- Objectif:
Recopiez toutes les lignes ci-dessous à l'identique.

- Lignes affichées:
***

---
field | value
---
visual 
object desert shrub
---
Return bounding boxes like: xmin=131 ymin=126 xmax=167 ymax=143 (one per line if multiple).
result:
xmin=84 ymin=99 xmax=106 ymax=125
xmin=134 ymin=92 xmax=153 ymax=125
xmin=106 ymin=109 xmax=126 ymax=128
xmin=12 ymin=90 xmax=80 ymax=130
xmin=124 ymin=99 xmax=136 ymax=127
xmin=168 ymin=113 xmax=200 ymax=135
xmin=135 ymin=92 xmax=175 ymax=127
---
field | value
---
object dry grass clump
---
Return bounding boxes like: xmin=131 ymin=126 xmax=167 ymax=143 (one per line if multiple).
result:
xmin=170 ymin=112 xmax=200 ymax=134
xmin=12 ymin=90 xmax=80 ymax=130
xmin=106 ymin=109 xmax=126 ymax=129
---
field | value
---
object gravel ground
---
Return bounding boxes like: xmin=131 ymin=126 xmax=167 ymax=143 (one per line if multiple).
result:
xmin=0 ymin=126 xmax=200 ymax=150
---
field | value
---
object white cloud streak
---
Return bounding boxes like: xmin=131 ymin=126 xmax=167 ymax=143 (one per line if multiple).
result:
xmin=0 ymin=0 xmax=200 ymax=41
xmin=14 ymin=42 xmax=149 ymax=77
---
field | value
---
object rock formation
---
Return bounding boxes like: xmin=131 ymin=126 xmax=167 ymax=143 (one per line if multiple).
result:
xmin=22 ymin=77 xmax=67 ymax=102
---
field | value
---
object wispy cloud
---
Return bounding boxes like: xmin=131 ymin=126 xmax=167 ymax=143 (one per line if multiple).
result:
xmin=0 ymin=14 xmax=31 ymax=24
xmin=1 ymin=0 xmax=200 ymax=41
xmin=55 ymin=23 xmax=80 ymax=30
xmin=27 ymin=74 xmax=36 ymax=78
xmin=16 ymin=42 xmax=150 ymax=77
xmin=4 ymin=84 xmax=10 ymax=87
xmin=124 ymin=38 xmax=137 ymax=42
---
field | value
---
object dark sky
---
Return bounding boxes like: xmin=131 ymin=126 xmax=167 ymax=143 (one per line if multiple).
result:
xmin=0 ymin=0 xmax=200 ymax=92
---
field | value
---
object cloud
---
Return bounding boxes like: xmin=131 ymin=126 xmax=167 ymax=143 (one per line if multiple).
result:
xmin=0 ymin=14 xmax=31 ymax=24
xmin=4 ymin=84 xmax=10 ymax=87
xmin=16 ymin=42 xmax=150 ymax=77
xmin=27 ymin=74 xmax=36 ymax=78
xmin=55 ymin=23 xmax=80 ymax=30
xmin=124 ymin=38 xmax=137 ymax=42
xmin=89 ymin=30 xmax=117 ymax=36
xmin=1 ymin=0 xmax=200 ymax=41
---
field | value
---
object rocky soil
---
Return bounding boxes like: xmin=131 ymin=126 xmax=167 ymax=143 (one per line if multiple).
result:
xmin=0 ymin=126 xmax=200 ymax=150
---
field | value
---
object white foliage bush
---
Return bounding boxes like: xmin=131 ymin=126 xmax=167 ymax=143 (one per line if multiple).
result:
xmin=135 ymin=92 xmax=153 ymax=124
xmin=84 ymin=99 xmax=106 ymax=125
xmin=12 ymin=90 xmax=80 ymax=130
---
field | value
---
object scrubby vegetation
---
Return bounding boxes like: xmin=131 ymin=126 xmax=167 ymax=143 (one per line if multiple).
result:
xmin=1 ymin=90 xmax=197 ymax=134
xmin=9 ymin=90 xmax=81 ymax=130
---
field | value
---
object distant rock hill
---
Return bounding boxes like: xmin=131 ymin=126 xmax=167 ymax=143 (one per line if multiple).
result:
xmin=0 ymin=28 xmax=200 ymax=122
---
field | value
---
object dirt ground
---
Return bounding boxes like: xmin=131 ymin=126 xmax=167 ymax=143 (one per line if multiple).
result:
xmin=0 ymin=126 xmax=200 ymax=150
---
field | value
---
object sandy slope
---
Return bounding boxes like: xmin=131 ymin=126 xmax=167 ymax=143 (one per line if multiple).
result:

***

- Résultat:
---
field | value
---
visual 
object desert shrub
---
Return bounding boxes like: xmin=131 ymin=126 xmax=167 ymax=143 (one per line if multiple).
result:
xmin=84 ymin=99 xmax=106 ymax=125
xmin=134 ymin=92 xmax=153 ymax=125
xmin=106 ymin=109 xmax=126 ymax=128
xmin=12 ymin=90 xmax=80 ymax=130
xmin=124 ymin=99 xmax=136 ymax=127
xmin=168 ymin=113 xmax=200 ymax=135
xmin=135 ymin=92 xmax=175 ymax=127
---
field | value
---
object dry grass clump
---
Return bounding boxes like: xmin=131 ymin=126 xmax=167 ymax=143 (one per line if multiple).
result:
xmin=170 ymin=112 xmax=200 ymax=134
xmin=12 ymin=90 xmax=80 ymax=130
xmin=106 ymin=109 xmax=126 ymax=129
---
field | value
---
object gravel ground
---
Return bounding boxes like: xmin=131 ymin=126 xmax=167 ymax=143 (one per line if multiple).
result:
xmin=0 ymin=126 xmax=200 ymax=150
---
field | value
---
object white cloud streak
---
Return bounding boxes like: xmin=131 ymin=126 xmax=167 ymax=143 (one per line if multiple).
result:
xmin=0 ymin=0 xmax=200 ymax=41
xmin=14 ymin=42 xmax=149 ymax=77
---
field | value
---
object rock formation
---
Return bounding boxes like: xmin=131 ymin=126 xmax=167 ymax=143 (one per line if multiple).
result:
xmin=22 ymin=77 xmax=67 ymax=102
---
field | value
---
object wispy cloud
---
Return bounding boxes like: xmin=131 ymin=126 xmax=167 ymax=143 (one per line if multiple).
result:
xmin=0 ymin=14 xmax=31 ymax=24
xmin=1 ymin=0 xmax=200 ymax=41
xmin=55 ymin=23 xmax=80 ymax=30
xmin=27 ymin=74 xmax=36 ymax=78
xmin=16 ymin=42 xmax=150 ymax=77
xmin=4 ymin=84 xmax=10 ymax=87
xmin=124 ymin=38 xmax=137 ymax=42
---
field | value
---
object dark sky
---
Return bounding boxes like: xmin=131 ymin=126 xmax=167 ymax=143 (one per line if multiple).
result:
xmin=0 ymin=0 xmax=200 ymax=92
---
field | value
---
object cloud
---
Return bounding boxes like: xmin=131 ymin=126 xmax=167 ymax=143 (one per line if multiple).
result:
xmin=0 ymin=14 xmax=31 ymax=24
xmin=4 ymin=84 xmax=10 ymax=87
xmin=16 ymin=42 xmax=150 ymax=77
xmin=27 ymin=74 xmax=36 ymax=78
xmin=55 ymin=23 xmax=80 ymax=30
xmin=124 ymin=38 xmax=137 ymax=42
xmin=89 ymin=30 xmax=117 ymax=36
xmin=1 ymin=0 xmax=200 ymax=41
---
field | value
---
object rocky soil
---
Return bounding boxes like: xmin=131 ymin=126 xmax=167 ymax=143 (one per line if multiple).
result:
xmin=0 ymin=126 xmax=200 ymax=150
---
field | value
---
object white foliage bush
---
Return bounding boxes like: xmin=131 ymin=126 xmax=167 ymax=143 (one per line if multiple).
result:
xmin=135 ymin=92 xmax=153 ymax=124
xmin=84 ymin=99 xmax=106 ymax=125
xmin=12 ymin=90 xmax=80 ymax=130
---
field | value
---
object scrubby vegetation
---
Return bounding boxes like: xmin=131 ymin=126 xmax=167 ymax=143 (one per line if multiple).
result:
xmin=1 ymin=90 xmax=197 ymax=134
xmin=9 ymin=90 xmax=81 ymax=130
---
field | value
---
object distant rock hill
---
Return bounding boxes like: xmin=131 ymin=126 xmax=167 ymax=143 (one per line if multiple).
result:
xmin=0 ymin=28 xmax=200 ymax=122
---
field | value
---
object dirt ground
---
Return bounding boxes like: xmin=131 ymin=126 xmax=167 ymax=143 (one per line if multiple).
result:
xmin=0 ymin=126 xmax=200 ymax=150
---
field | value
---
object sandy slope
---
Return bounding boxes like: xmin=131 ymin=126 xmax=167 ymax=143 (one per line if multiple).
result:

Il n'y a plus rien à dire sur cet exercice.